Problem details — If a line in the records below holds the string "straw", count it; give only the total.

(Data items)
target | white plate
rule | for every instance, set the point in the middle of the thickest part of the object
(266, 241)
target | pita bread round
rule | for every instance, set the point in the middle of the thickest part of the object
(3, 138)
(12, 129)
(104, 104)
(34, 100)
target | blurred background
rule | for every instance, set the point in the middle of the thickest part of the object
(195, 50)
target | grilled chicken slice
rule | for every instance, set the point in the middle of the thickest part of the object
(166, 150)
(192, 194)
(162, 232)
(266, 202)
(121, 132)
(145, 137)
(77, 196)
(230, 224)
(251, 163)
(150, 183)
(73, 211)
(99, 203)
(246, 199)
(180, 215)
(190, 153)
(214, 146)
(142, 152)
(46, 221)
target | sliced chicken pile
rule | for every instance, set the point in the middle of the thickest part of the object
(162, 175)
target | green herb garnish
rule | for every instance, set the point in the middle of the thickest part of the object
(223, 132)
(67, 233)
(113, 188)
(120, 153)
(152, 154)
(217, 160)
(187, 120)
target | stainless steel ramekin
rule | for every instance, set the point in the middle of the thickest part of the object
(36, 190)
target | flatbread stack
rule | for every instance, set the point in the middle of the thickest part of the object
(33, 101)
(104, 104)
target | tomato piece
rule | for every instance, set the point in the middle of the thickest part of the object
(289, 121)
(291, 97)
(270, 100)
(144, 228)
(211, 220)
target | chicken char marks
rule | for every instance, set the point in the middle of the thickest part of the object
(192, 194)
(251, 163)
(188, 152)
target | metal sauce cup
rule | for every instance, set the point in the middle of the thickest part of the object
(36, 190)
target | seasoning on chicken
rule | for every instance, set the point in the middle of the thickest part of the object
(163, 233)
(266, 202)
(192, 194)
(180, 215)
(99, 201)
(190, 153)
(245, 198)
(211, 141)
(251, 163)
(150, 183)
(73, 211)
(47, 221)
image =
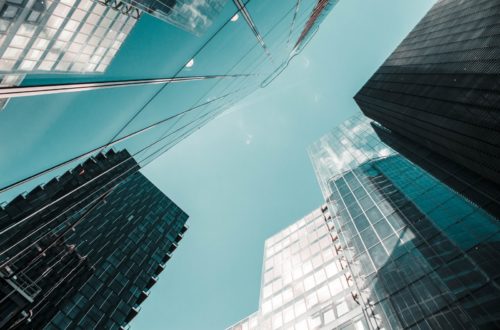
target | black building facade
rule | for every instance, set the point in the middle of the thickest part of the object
(83, 251)
(477, 189)
(440, 87)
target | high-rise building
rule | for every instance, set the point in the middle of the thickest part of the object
(79, 36)
(191, 15)
(478, 189)
(163, 83)
(306, 281)
(439, 89)
(89, 260)
(67, 36)
(422, 255)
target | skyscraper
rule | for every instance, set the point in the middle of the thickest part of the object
(439, 90)
(43, 36)
(163, 83)
(422, 255)
(89, 260)
(306, 281)
(191, 15)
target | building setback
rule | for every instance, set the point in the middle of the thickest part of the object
(439, 89)
(306, 281)
(422, 255)
(89, 260)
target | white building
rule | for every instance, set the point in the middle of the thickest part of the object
(306, 283)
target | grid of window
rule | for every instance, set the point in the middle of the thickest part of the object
(305, 280)
(67, 36)
(422, 254)
(439, 88)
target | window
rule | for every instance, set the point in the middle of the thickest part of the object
(335, 287)
(342, 307)
(300, 307)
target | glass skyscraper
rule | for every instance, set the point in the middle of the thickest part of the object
(436, 97)
(306, 280)
(422, 255)
(141, 83)
(90, 260)
(84, 78)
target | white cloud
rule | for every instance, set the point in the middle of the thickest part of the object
(249, 139)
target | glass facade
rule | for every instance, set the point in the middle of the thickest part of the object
(137, 82)
(90, 260)
(306, 282)
(423, 256)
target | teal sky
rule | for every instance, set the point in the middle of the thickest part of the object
(246, 175)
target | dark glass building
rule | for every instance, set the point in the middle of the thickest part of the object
(439, 90)
(422, 255)
(479, 190)
(139, 75)
(89, 260)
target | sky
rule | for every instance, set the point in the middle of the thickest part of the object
(246, 175)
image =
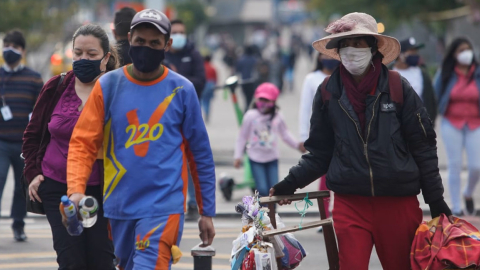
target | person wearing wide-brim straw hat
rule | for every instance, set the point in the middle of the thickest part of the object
(375, 142)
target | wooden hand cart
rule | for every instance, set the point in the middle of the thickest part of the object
(326, 223)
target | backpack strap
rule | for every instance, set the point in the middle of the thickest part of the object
(62, 77)
(325, 94)
(396, 88)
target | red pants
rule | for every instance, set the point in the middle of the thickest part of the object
(326, 201)
(389, 223)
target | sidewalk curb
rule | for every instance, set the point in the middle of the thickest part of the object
(296, 214)
(236, 215)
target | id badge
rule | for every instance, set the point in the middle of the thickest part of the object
(6, 113)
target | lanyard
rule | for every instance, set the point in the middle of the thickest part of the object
(3, 90)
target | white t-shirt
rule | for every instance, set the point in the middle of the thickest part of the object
(310, 85)
(414, 76)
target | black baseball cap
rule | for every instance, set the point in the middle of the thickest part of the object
(154, 17)
(409, 44)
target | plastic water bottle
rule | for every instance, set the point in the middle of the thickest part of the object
(69, 211)
(88, 208)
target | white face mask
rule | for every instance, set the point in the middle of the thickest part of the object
(356, 60)
(465, 57)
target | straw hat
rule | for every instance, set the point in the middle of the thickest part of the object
(355, 25)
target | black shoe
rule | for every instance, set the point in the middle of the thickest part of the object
(192, 213)
(19, 234)
(470, 206)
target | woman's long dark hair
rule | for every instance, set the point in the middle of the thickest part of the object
(449, 62)
(319, 64)
(98, 32)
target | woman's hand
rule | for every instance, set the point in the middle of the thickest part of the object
(237, 163)
(33, 187)
(301, 148)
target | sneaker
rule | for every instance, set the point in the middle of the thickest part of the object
(470, 206)
(19, 234)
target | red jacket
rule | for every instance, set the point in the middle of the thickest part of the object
(36, 136)
(438, 244)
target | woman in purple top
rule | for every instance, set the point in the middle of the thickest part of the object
(45, 149)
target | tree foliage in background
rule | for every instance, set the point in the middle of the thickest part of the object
(389, 11)
(38, 19)
(191, 12)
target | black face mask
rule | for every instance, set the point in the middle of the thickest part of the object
(146, 59)
(412, 60)
(11, 56)
(87, 70)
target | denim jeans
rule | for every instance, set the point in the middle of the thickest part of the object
(207, 96)
(455, 141)
(265, 175)
(10, 155)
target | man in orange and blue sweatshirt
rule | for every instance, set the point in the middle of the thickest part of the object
(148, 120)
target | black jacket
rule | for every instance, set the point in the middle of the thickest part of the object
(396, 155)
(188, 63)
(428, 96)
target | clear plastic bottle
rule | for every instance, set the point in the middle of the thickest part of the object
(69, 211)
(88, 208)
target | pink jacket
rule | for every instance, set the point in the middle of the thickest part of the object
(259, 135)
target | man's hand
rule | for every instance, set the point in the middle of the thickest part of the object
(282, 202)
(301, 148)
(207, 231)
(33, 188)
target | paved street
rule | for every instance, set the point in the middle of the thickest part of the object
(37, 252)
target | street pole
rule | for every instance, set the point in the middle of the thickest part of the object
(202, 257)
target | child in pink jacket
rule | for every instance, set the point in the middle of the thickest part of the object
(261, 127)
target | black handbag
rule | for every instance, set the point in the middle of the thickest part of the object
(35, 207)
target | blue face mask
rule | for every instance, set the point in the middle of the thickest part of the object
(87, 70)
(11, 56)
(179, 41)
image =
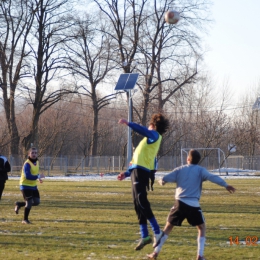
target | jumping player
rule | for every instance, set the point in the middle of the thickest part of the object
(141, 165)
(188, 180)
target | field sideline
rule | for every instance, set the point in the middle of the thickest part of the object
(95, 220)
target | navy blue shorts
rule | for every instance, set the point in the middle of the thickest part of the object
(181, 211)
(30, 194)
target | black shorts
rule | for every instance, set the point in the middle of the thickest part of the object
(180, 211)
(30, 194)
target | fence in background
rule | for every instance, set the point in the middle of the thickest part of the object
(103, 164)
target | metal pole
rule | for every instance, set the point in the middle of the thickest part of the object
(129, 142)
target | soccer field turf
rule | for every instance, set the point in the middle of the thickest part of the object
(96, 220)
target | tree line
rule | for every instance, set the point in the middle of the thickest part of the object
(60, 61)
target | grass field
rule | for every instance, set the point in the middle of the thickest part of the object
(95, 220)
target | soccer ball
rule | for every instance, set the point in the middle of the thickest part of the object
(172, 17)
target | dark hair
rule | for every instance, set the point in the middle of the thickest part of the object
(160, 123)
(194, 156)
(32, 149)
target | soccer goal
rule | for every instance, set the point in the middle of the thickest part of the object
(211, 158)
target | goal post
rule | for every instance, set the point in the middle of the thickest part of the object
(210, 157)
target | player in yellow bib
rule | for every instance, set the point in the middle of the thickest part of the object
(28, 184)
(141, 166)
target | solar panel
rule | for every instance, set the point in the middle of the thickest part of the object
(256, 105)
(126, 81)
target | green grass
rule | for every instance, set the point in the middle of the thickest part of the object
(95, 220)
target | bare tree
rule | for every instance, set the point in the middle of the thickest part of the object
(89, 55)
(52, 17)
(16, 17)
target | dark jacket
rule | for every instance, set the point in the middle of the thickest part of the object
(4, 168)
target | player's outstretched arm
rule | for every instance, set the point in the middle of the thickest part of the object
(161, 182)
(123, 121)
(230, 189)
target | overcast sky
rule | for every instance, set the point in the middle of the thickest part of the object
(234, 43)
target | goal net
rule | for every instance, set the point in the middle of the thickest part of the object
(211, 158)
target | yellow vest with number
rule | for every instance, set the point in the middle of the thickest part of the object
(145, 153)
(34, 171)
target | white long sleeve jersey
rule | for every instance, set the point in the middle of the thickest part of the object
(189, 179)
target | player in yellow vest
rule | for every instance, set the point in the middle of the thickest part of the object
(141, 165)
(28, 184)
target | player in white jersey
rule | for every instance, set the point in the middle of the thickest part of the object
(188, 179)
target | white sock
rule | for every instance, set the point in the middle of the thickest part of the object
(159, 247)
(201, 244)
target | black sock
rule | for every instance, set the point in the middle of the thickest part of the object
(20, 204)
(26, 213)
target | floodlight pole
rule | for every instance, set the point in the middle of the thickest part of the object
(129, 142)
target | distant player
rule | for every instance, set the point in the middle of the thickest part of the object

Final answer — 2